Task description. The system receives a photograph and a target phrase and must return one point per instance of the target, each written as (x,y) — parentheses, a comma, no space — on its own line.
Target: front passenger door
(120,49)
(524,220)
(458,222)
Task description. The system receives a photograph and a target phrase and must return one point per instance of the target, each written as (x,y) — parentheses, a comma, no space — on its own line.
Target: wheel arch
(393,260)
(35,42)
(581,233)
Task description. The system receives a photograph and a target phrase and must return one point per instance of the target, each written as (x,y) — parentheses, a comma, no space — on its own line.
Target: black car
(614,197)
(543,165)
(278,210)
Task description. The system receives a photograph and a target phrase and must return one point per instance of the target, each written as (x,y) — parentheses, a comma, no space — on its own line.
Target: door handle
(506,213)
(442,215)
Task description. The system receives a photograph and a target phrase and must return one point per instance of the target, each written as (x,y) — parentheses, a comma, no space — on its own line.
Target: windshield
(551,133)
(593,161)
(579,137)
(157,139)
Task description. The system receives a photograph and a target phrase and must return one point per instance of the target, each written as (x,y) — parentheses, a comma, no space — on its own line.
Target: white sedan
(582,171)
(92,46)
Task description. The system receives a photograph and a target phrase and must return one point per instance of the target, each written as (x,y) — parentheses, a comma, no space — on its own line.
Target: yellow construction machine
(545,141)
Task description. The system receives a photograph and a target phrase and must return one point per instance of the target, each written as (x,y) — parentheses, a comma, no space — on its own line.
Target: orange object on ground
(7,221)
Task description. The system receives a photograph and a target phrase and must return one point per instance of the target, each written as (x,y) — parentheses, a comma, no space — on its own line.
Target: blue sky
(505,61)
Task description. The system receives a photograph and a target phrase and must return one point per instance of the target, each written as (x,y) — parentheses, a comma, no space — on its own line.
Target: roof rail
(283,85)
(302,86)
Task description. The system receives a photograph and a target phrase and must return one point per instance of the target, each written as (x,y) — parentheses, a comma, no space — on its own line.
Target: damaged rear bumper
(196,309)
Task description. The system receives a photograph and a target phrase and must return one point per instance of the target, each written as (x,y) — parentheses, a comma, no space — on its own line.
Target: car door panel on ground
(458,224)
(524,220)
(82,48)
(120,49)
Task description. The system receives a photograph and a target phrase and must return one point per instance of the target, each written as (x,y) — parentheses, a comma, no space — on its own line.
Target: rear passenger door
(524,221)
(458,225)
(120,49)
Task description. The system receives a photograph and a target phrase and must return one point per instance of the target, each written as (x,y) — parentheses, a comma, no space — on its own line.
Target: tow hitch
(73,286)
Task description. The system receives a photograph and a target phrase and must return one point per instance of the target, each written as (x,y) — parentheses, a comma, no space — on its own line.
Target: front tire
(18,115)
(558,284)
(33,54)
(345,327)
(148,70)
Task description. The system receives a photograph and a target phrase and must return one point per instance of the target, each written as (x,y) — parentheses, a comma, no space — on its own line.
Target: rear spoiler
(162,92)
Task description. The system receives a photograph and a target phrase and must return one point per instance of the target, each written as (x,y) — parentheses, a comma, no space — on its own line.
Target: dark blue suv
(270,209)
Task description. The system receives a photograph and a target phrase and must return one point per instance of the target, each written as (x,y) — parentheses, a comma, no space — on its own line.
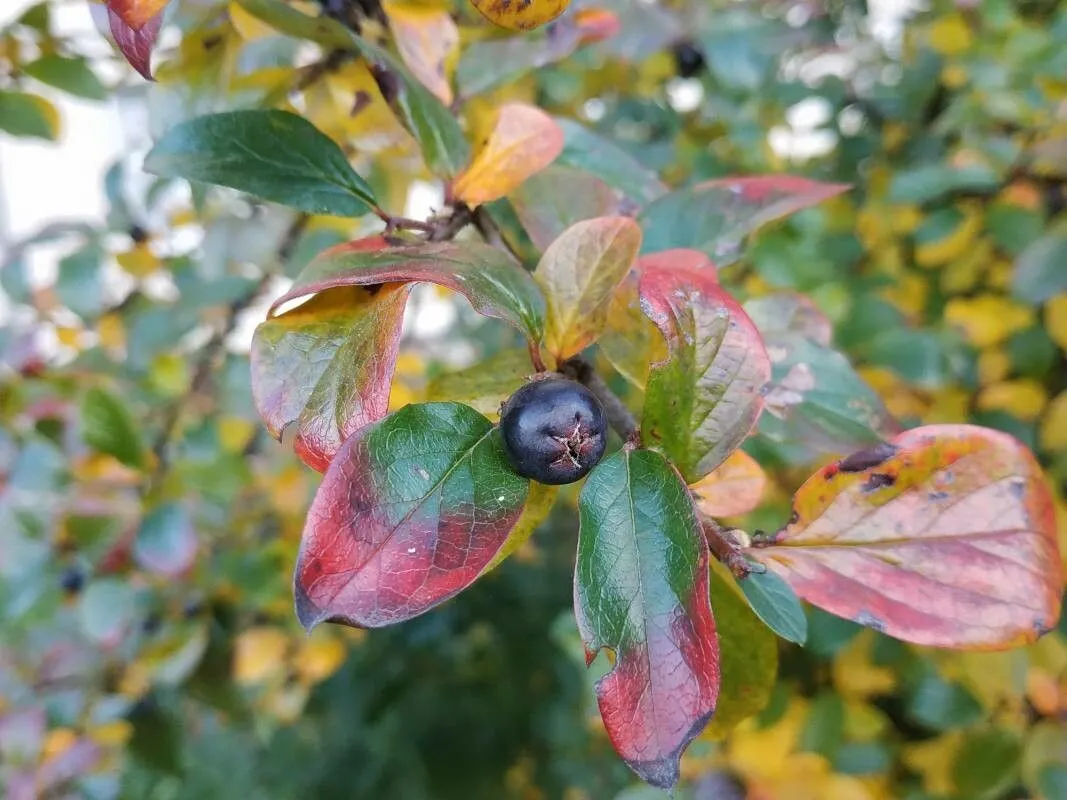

□ □ □

INSTRUCTIONS FOR THE TASK |
Find every line in the entries above that contains the word "blue", and copy each one. Case counts.

CORRECT RESULT |
Target: blue sky
Target: dark blue suv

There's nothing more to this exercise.